→ **Questions on the material**:
1) In the sarcoidosis passage, what disease did the reported case mimic on FDG-PET/CT?
2) Repeat the sarcoidosis passage from "Sarcoidosis is a" up to and including "to corticosteroid treatment.".

→ **Supplied passage**:
>>>>

Sarcoidosis is a chronic multisystemic inflammatory disease characterized by noncaseating epithelioid cell granulomas. 18-Fluorodeoxyglucose positron-emission tomography/computer tomography (FDG-PET/CT) is increasingly used in routine clinical practice to assess active sarcoidosis because it can detect active inflammatory granulomatous disease. However, active sarcoidosis lesions are observed to be hypermetabolic on FDG-PET/CT much like malignancies, which may lead to misinterpretation on imaging. In this case report, we present a rare case of sarcoidosis with multisystem involvement including lung, lymph nodes, bone, pleura, and soft tissue that mimicked lymphoma on FDG-PET/CT and responded to corticosteroid treatment.

<<<<

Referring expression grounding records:

>>>>

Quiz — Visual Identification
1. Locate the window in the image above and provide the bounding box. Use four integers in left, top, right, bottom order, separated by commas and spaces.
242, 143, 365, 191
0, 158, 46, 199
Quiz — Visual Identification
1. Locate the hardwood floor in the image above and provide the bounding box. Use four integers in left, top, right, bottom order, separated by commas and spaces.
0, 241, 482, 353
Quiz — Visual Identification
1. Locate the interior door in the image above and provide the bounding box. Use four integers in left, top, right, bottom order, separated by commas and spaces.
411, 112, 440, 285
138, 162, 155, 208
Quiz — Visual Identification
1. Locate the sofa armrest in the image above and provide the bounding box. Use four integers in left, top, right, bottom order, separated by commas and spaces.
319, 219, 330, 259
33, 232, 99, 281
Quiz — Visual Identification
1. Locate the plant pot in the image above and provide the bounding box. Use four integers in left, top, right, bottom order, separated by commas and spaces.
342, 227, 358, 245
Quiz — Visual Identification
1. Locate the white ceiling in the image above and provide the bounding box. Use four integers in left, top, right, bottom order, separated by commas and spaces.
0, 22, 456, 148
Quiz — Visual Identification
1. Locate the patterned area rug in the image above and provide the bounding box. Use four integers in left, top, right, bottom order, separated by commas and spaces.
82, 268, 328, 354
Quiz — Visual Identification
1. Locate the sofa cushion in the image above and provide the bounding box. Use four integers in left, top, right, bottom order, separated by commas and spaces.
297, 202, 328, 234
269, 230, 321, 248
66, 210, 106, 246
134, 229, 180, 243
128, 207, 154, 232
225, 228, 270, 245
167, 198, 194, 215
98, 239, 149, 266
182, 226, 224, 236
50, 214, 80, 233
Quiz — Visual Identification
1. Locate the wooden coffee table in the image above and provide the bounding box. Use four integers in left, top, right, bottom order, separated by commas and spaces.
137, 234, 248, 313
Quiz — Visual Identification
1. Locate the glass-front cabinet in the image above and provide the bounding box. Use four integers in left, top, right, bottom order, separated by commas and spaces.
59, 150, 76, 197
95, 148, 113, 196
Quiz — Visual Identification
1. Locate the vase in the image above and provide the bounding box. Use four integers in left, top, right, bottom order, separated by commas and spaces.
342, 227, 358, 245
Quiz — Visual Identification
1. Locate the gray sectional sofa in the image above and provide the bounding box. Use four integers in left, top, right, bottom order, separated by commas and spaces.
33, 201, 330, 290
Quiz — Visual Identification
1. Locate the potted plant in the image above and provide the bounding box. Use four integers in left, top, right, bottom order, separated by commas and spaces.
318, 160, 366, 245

<<<<

→ **Solutions by task**:
1) Lymphoma

2)
Sarcoidosis is a chronic multisystemic inflammatory disease characterized by noncaseating epithelioid cell granulomas. 18-Fluorodeoxyglucose positron-emission tomography/computer tomography (FDG-PET/CT) is increasingly used in routine clinical practice to assess active sarcoidosis because it can detect active inflammatory granulomatous disease. However, active sarcoidosis lesions are observed to be hypermetabolic on FDG-PET/CT much like malignancies, which may lead to misinterpretation on imaging. In this case report, we present a rare case of sarcoidosis with multisystem involvement including lung, lymph nodes, bone, pleura, and soft tissue that mimicked lymphoma on FDG-PET/CT and responded to corticosteroid treatment.